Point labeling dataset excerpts
---*---

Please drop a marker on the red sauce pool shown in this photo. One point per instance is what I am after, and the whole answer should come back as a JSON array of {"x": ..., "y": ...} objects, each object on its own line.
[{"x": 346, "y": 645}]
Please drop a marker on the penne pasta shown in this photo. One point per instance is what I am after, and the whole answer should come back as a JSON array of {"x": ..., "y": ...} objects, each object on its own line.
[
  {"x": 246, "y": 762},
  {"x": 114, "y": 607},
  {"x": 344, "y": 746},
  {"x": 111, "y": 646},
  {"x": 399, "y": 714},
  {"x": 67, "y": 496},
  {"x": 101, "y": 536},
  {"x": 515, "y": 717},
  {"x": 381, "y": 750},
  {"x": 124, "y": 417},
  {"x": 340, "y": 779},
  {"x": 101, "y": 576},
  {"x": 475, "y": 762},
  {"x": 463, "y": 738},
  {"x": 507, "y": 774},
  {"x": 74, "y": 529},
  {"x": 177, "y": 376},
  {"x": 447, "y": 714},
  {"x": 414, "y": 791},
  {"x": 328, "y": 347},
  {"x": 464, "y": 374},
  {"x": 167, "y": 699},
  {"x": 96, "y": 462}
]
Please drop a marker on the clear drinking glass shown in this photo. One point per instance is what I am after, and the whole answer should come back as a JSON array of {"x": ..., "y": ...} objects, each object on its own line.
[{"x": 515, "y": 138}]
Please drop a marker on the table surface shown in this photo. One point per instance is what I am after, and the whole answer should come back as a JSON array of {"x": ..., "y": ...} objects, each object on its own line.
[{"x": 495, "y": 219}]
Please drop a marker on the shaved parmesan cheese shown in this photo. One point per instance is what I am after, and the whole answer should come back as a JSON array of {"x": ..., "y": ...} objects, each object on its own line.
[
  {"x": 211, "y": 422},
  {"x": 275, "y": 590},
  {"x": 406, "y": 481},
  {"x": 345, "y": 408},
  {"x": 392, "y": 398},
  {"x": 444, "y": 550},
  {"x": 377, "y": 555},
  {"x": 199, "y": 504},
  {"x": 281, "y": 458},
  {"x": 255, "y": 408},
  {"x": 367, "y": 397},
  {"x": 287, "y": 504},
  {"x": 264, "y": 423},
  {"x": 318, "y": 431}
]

---*---

* _Given exercise_
Extract all of the data above without altering anything.

* _Solution below_
Please drop a marker on the red sauce pool shown in this photo. One point per instance is what I am after, and the whole answer should come back as a JSON array of {"x": ..., "y": ...} objects, each object on its own line.
[{"x": 346, "y": 645}]
Please drop a marker on the penne pasta shown in this photo. One point per instance is what I am after, and the whole answer should come back as a JSON array of {"x": ..., "y": ...} objects, each object on its own line.
[
  {"x": 246, "y": 762},
  {"x": 114, "y": 607},
  {"x": 344, "y": 746},
  {"x": 111, "y": 646},
  {"x": 399, "y": 714},
  {"x": 67, "y": 496},
  {"x": 101, "y": 536},
  {"x": 515, "y": 717},
  {"x": 381, "y": 750},
  {"x": 124, "y": 417},
  {"x": 340, "y": 779},
  {"x": 101, "y": 576},
  {"x": 475, "y": 762},
  {"x": 463, "y": 738},
  {"x": 507, "y": 774},
  {"x": 74, "y": 529},
  {"x": 177, "y": 376},
  {"x": 447, "y": 714},
  {"x": 414, "y": 791},
  {"x": 328, "y": 347},
  {"x": 464, "y": 374},
  {"x": 167, "y": 699},
  {"x": 96, "y": 462}
]
Please drop a marker on the clear drinking glass shown in this photo. One point per instance is what I am after, and the whole answer should come back as a JSON array of {"x": ..., "y": ...} objects, each object on its own line.
[{"x": 515, "y": 138}]
Please drop a marker on the table surface shown in this photo. One point per instance is what I am after, and the whole answer should come back as a JSON array of {"x": ..., "y": ...} objects, each object on its own line.
[{"x": 495, "y": 219}]
Please drop a marker on the shaved parmesan cheese shown in this photo. One point per instance is what I am after, and the whole answer should come back as a JSON array of {"x": ..., "y": ...} objects, each object on its own line.
[
  {"x": 211, "y": 422},
  {"x": 275, "y": 590},
  {"x": 406, "y": 481},
  {"x": 345, "y": 408},
  {"x": 392, "y": 398},
  {"x": 444, "y": 550},
  {"x": 377, "y": 555},
  {"x": 199, "y": 504},
  {"x": 281, "y": 458},
  {"x": 255, "y": 408},
  {"x": 367, "y": 397},
  {"x": 287, "y": 504},
  {"x": 264, "y": 423},
  {"x": 318, "y": 431}
]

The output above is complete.